--- Text provided Enclosed Below ---

We also had some concerns around the timing of this legislation in the context of current reviews looking into the NDIS Act and the National Disability Strategy. Time prevents me from going through all of those concerns, but I do want to place on the record that the majority committee report notes the concerns raised about the timing of this bill. Those concerns suggest that any legislative changes to the governance of the NDIS should be postponed until after the NDIS review being undertaken by Mr David Tune AO, PSM—that's the Tune review—and the review of the National Disability Strategy. The majority committee report also acknowledges there may be scope within the aforementioned reviews to consider issues with governance arrangements.

At the end of the day, when we're considering anything in regard to the NDIS and its governance arrangements, we ought to keep one thing front and centre in our minds—that is, how do we best support people with disability? How do we best support them to live the good life that they deserve to lead?

10:30 am

Photo of Mehreen FaruqiMehreen Faruqi (NSW, Australian Greens) Share this | | Hansard source

I rise to speak on the National Disability Insurance Scheme Amendment (Streamlined Governance) Bill 2019, and let me be clear from the very outset: the Greens are strongly opposed to this bill. Before I say any more, could I also say how proud I am of Senator Steele-John for his absolute passion, his work, his activism and his advocacy in this area.

This bill changes the process of appointments to and terminations from the National Disability Insurance Agency board and the Independent Advisory Council. If this bill passes, the process of selecting the board will go from one that requires unanimous support from the states and territories to one where the minister can override the states and appoint his own picks. This bill allows the minister, in effect, to stack the board and the Independent Advisory Council and then replace them with their own hand-picked mates. Really, this is just another step in the corporatisation and centralisation of the board. We all know that the federal government funds the National Disability Insurance Scheme, but just because it does so does not mean that the states and territories are absolved of their responsibility to scrutinise the National Disability Insurance Scheme. The states and territories still have the responsibility towards their communities and their people.

--- End of Enclosed Text provided ---

**Exercise instructions**
List the things Senator Steele-John is praised for in the Hansard excerpt. The data after this play no role in this work.

--- Source information Enclosed Below ---

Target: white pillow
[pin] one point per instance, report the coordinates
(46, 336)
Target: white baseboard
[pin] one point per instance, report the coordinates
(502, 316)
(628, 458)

--- End of Enclosed Source information ---

**Task output**
His passion, his work, his activism and his advocacy.